◆ Supplied passage:
Establishing a reliable pruritus scale in dogs
A consistent scale for determining a dog's degree of pruritus would be valuable in any number of ways: for you and your clients to determine whether a dermatologic treatment is working, for clear communication between general practitioners and specialists, for use in studies evaluating antipruritic treatments, and more.
A consistent scale for determining a dog's degree of pruritus would be valuable in any number of ways: for you and your clients to determine whether a dermatologic treatment is working, for clear communication between general practitioners and specialists, for use in studies evaluating antipruritic treatments, and more. A quartet of researchers has established just such a scale, and in their latest study, published in Veterinary Dermatology, they present evidence for the validity of this scale, called the canine pruritus severity scale.
They tested the scale with 713 owners who presented their dogs for any reason to three practices in the United Kingdom-one dermatology referral practice and two general practices. They gave the scale to owners of dogs without skin disease to be able to calculate a normal range. A total of 408 of the dogs had skin disease, while 305 were healthy or were presenting for nonpruritic conditions. The owners were given a visual analogue scale from 1 to 10 with increasing levels of pruritus described vertically along the side of the scale. The owners would indicate their dogs' degree of pruritus based on these descriptions. The researchers then placed a transparent sheet with a graduated scale on top of the visual analogue scale and were able to assign a numerical value to the indicated mark.

(Object grounding data in natural language)
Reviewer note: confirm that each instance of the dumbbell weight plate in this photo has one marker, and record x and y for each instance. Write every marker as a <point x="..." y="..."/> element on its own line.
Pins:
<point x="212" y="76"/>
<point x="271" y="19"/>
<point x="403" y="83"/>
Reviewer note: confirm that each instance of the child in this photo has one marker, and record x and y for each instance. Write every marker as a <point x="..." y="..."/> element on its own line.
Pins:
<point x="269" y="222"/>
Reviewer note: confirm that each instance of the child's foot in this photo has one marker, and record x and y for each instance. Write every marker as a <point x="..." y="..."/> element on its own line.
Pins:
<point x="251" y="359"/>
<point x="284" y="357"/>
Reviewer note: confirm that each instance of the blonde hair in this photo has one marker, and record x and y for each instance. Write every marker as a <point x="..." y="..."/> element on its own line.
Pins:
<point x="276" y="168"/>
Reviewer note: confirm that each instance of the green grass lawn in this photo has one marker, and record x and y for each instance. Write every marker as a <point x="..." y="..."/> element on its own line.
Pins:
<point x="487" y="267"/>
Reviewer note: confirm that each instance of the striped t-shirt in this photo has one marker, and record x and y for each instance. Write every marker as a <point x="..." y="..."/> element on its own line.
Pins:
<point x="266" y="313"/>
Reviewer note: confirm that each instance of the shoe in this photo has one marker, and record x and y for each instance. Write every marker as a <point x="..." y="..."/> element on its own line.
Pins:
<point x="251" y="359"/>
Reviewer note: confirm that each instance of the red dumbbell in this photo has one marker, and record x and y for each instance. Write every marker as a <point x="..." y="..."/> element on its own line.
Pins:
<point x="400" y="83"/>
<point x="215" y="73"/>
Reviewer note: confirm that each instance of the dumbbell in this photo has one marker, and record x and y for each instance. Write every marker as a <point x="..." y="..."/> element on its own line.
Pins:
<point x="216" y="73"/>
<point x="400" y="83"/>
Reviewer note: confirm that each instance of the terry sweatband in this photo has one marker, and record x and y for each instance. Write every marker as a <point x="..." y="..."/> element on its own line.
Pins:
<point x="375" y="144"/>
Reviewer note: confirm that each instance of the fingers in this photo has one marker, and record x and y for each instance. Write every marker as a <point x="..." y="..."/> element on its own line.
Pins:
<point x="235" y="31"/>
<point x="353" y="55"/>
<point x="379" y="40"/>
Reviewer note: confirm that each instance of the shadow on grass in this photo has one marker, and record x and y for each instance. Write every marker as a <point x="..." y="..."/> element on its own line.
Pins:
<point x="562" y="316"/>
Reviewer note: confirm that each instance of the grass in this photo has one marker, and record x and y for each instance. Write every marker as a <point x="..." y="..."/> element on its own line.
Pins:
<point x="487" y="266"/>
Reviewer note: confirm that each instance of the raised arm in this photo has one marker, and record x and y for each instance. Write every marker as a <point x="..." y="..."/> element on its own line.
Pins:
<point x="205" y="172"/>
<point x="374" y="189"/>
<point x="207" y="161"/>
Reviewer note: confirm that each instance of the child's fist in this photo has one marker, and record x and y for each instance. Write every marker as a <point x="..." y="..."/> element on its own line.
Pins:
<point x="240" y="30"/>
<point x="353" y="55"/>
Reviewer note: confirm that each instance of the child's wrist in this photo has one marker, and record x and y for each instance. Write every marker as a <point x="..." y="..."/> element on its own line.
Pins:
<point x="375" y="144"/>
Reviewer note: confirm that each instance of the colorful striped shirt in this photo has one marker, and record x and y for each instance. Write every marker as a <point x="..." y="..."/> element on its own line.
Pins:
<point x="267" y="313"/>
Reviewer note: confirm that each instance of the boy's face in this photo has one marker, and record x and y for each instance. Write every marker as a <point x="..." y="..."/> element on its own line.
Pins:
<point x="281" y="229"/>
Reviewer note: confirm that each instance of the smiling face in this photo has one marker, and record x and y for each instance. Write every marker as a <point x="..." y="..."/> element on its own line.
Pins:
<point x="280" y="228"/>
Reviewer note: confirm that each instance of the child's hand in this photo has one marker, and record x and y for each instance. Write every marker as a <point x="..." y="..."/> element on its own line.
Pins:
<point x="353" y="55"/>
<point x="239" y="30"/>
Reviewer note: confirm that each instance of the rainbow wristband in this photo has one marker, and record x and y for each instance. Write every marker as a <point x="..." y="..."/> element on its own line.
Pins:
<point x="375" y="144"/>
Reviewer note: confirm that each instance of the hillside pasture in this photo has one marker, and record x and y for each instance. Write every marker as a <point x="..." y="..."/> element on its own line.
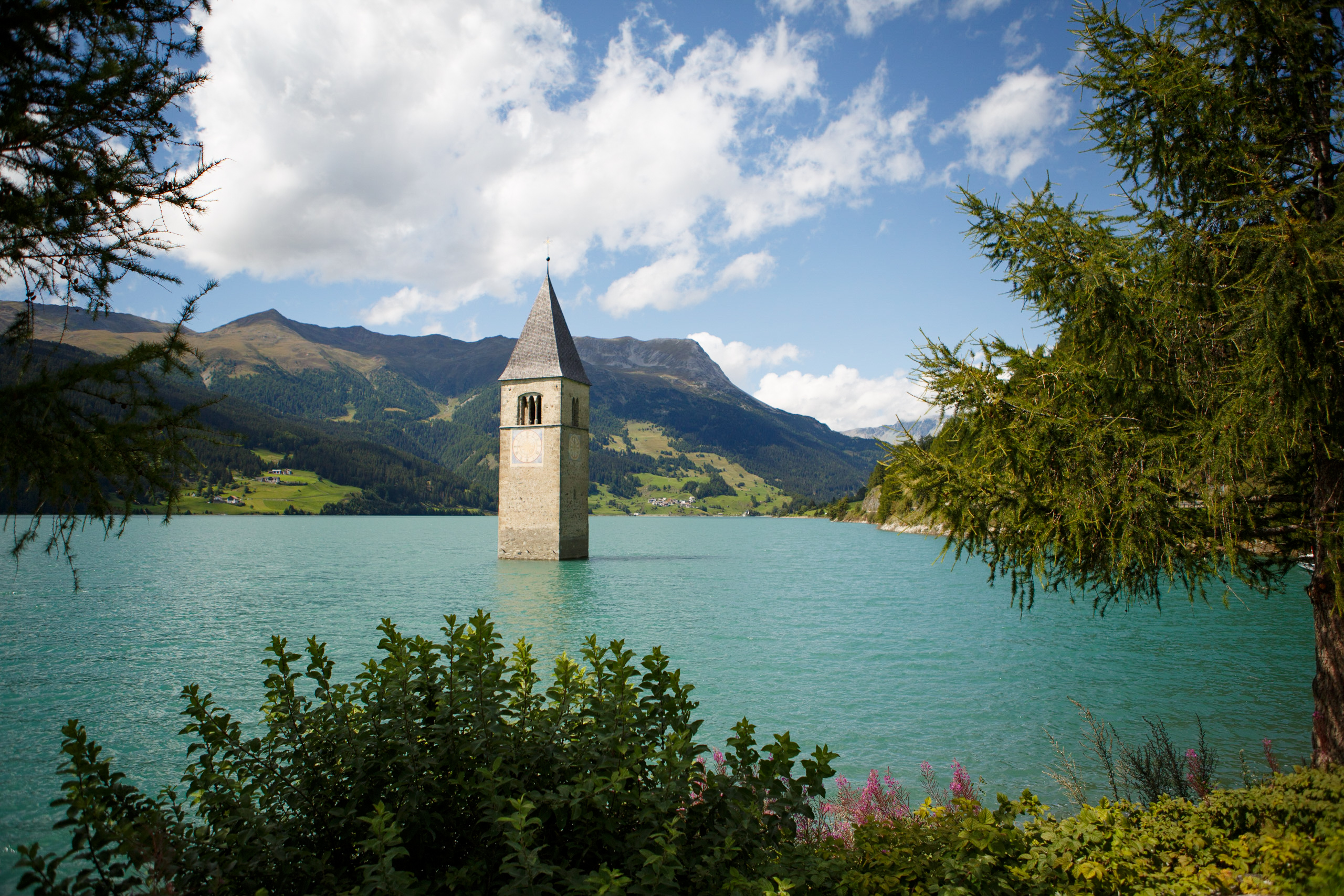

◆ Task goal: Repeat word for word the part of the pruritus scale article above that opens with "They tested the" and closes with "the indicated mark.".

◆ Output below:
They tested the scale with 713 owners who presented their dogs for any reason to three practices in the United Kingdom-one dermatology referral practice and two general practices. They gave the scale to owners of dogs without skin disease to be able to calculate a normal range. A total of 408 of the dogs had skin disease, while 305 were healthy or were presenting for nonpruritic conditions. The owners were given a visual analogue scale from 1 to 10 with increasing levels of pruritus described vertically along the side of the scale. The owners would indicate their dogs' degree of pruritus based on these descriptions. The researchers then placed a transparent sheet with a graduated scale on top of the visual analogue scale and were able to assign a numerical value to the indicated mark.